§ Excerpted text
···
Tsidii Le Loka-Lupindo (born April 3, 1968, in Lesotho) is an actress, vocalist and composer from South Africa and The Kingdom of Lesotho. She is best known for originating the role of Rafiki in the original Broadway production of Disney's stage musical, The Lion King.

Theatre
Prior to coming to the United States, The Star Newspaper named Tsidii one of the most promising artists in South Africa. Tsidii collaborated and performed as a guest star in various productions including "Riverdance" on Broadway, in which she shared the stage with Irish star Brian Kennedy; and in "Canciones Antes una Guerra / Songs Before the War" (Maria Pages' Flamenco Company) which toured Spain and Italy and won best show of the Seville Bi-Centinial Flamenco Festival (XIII Bienal De Flamenco de Sevilla). With the invitation of her now-deceased mentor Anneline Malebo (former lead singer of the female trio JOY), Tsidii started her career as a member of the newly formed South African Trio "Shadiii" with Anneline Malebo and Faith Kekana.
···
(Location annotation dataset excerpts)
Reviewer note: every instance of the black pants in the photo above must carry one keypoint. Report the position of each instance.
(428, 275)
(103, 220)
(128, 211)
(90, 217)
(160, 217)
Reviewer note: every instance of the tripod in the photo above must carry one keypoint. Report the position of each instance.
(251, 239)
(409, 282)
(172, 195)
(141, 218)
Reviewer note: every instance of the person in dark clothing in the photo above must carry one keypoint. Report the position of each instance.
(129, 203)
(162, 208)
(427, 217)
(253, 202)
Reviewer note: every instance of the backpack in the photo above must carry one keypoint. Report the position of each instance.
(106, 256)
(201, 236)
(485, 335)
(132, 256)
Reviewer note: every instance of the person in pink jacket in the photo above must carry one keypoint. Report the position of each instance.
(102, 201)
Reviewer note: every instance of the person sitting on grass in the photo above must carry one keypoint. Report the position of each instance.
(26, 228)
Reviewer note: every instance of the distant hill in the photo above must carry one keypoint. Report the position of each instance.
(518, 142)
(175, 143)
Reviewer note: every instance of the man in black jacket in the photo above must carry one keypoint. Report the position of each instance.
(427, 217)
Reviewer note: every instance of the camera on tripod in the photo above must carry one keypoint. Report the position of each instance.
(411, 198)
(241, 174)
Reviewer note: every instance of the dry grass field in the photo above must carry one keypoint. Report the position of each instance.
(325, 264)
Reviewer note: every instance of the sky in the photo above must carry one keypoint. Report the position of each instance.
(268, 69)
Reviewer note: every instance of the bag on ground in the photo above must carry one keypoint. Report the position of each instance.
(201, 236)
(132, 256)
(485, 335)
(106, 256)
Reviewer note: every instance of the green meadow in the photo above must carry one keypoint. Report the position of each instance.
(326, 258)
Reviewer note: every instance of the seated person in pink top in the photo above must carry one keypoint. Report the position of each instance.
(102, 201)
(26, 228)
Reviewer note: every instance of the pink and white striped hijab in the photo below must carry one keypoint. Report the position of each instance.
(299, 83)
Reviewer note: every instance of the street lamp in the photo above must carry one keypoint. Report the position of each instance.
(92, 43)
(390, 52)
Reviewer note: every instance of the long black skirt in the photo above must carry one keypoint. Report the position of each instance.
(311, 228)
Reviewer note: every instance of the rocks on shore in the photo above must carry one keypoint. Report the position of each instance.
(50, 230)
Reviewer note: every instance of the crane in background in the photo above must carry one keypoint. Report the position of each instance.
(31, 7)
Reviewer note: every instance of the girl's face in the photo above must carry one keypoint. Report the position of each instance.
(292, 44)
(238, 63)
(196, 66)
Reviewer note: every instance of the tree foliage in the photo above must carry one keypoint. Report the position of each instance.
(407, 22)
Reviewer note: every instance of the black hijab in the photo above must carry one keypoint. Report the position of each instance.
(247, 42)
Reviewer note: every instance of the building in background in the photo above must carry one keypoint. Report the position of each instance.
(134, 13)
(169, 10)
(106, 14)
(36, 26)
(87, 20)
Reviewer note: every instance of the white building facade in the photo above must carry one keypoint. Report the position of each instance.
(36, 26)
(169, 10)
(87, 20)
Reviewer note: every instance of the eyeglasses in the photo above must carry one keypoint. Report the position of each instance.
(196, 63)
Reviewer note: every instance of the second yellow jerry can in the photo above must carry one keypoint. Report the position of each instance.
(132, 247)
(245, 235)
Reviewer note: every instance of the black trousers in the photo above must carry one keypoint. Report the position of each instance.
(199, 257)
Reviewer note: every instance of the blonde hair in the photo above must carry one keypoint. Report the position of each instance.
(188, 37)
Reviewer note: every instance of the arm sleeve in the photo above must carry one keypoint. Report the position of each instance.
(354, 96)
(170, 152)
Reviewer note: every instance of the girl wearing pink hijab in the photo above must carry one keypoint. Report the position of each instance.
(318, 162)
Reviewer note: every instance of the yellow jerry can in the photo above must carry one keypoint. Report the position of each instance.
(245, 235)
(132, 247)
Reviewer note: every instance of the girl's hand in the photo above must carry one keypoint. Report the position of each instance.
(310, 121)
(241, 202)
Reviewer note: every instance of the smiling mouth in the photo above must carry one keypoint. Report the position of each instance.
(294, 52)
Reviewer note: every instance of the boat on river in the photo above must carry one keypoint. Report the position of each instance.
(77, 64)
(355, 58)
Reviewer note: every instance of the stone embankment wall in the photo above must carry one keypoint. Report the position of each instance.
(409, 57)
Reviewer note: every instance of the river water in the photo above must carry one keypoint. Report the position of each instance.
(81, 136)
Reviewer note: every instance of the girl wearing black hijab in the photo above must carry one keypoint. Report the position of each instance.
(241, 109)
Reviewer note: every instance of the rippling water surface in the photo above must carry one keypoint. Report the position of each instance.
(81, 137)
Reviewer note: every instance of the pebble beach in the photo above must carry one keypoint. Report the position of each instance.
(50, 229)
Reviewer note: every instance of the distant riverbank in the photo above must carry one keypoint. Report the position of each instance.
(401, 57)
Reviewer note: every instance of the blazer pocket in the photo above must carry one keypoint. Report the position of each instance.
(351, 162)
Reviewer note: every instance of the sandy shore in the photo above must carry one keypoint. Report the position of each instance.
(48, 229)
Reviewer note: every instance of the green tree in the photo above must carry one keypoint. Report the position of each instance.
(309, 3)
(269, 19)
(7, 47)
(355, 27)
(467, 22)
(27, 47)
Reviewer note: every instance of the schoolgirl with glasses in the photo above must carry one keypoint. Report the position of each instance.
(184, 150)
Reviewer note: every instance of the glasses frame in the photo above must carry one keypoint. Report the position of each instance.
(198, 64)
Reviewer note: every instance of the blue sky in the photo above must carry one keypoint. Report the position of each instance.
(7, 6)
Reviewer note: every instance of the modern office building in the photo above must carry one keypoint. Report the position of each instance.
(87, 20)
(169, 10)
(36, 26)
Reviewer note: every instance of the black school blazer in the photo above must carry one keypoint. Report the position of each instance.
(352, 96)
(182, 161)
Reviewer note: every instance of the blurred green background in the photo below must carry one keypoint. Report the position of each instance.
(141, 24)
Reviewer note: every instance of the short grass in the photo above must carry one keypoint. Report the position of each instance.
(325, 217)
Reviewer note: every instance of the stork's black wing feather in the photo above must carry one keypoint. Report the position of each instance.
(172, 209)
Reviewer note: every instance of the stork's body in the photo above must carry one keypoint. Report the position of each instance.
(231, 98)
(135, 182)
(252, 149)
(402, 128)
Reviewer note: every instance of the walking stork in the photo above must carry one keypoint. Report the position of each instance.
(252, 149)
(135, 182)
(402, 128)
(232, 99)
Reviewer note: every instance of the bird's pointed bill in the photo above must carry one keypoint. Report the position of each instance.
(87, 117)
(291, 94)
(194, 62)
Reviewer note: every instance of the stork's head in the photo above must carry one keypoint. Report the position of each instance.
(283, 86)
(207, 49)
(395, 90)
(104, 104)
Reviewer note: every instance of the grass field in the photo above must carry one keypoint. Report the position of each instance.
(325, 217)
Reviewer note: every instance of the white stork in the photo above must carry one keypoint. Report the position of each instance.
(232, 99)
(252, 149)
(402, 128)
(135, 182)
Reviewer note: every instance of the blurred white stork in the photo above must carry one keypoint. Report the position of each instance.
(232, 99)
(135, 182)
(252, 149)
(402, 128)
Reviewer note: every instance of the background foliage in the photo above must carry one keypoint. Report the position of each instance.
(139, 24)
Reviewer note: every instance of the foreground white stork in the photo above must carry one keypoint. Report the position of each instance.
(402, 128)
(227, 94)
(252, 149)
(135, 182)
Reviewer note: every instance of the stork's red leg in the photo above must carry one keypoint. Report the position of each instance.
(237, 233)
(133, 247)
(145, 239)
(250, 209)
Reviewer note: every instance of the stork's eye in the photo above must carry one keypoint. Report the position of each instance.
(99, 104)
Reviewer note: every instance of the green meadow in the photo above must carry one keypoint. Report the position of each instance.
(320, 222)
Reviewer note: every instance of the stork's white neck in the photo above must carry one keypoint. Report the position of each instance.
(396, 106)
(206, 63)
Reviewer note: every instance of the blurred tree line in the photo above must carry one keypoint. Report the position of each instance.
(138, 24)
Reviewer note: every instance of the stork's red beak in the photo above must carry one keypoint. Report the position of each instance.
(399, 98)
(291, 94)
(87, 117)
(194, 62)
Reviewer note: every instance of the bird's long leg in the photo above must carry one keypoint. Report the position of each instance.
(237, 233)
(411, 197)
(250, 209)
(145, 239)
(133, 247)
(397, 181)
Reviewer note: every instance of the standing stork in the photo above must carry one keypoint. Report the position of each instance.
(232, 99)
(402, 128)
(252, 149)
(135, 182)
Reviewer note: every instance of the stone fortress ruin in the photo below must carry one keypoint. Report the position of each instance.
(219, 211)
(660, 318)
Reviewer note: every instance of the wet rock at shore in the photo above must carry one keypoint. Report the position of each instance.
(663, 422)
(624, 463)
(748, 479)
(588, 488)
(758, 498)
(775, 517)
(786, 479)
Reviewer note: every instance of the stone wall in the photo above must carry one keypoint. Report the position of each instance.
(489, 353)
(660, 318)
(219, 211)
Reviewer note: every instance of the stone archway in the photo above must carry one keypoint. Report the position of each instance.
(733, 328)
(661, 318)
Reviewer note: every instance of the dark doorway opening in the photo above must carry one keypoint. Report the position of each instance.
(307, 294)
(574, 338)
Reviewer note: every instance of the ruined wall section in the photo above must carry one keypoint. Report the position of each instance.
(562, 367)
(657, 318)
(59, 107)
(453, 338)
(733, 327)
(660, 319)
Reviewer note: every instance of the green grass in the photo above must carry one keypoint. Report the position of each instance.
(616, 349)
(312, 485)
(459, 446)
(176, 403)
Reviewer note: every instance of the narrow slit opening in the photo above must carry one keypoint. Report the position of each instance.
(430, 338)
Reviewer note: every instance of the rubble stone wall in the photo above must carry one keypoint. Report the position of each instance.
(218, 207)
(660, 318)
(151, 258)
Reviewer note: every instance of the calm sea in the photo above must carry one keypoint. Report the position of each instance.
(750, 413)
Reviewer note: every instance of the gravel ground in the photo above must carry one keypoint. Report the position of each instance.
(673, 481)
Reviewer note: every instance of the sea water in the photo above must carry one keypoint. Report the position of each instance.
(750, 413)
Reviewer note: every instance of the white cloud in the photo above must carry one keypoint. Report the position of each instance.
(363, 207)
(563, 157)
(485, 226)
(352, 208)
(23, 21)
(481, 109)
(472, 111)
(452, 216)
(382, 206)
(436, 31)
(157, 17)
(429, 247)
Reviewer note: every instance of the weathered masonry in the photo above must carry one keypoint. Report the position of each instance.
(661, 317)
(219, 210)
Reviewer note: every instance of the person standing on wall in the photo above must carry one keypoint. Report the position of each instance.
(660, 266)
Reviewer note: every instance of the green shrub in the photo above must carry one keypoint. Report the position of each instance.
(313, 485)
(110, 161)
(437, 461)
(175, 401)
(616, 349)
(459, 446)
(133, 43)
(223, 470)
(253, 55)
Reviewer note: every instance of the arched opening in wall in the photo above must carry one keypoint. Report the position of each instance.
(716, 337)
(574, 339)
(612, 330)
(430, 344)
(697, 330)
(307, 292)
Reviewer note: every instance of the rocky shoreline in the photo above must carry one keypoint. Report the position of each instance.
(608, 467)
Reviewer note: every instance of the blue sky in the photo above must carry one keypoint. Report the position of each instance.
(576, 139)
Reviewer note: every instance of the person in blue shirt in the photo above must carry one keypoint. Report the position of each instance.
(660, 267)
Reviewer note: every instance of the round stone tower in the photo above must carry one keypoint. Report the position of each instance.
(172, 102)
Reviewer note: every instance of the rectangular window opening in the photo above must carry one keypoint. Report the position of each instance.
···
§ Set problem
Continue the biography of Tsidii Le Loka-Lupindo from the point where it stops. The material stands apart from the text and is not connected to it.

§ The response
In 1997, Le Loka originated the role of Rafiki in the first Broadway cast of The Lion King, produced by Disney and directed by Julie Taymor. For her performance, Tsidii received the Drama Desk Award, Drama League Award and Outer Critics Circle Award for Outstanding Featured Actress in a Musical, and garnered a Tony Award nomination. Tsidii was the only performer in The Lion King to also compose a piece, "Rafiki Mourns". She has also been awarded the Ivor Novello Award for International Achievement in Musical Theatre from The British Academy of Composers and Songwriters (the first woman of Southern African original to receive this award). Tsidii stayed on the production for almost a year, leaving in mid-1998. She was replaced by South African singer Thuli Dumakude. In 1999 she played Bloody Mary in South Pacific at the Dallas Theater Center.

Other work
Le Loka's film and TV credits include roles in two made-for-television movies, Rose Red and The Diary of Ellen Rimbauer, and Law & Order. Her television special "Caught In The Act" on WGBY won an Iris Award for best local program. The television special Tsidii Le Loka In Concert aired on TBS. She was invited to perform at Dr. Nelson Mandela's first International Press Conference in Johannesburg after his release from prison. Tsidii holds two degrees: BA Economics and BA Music (both with honors from The University Of Massachusetts, Amherst) and a Diploma in Speech and Drama from The Trinity College of Music, London.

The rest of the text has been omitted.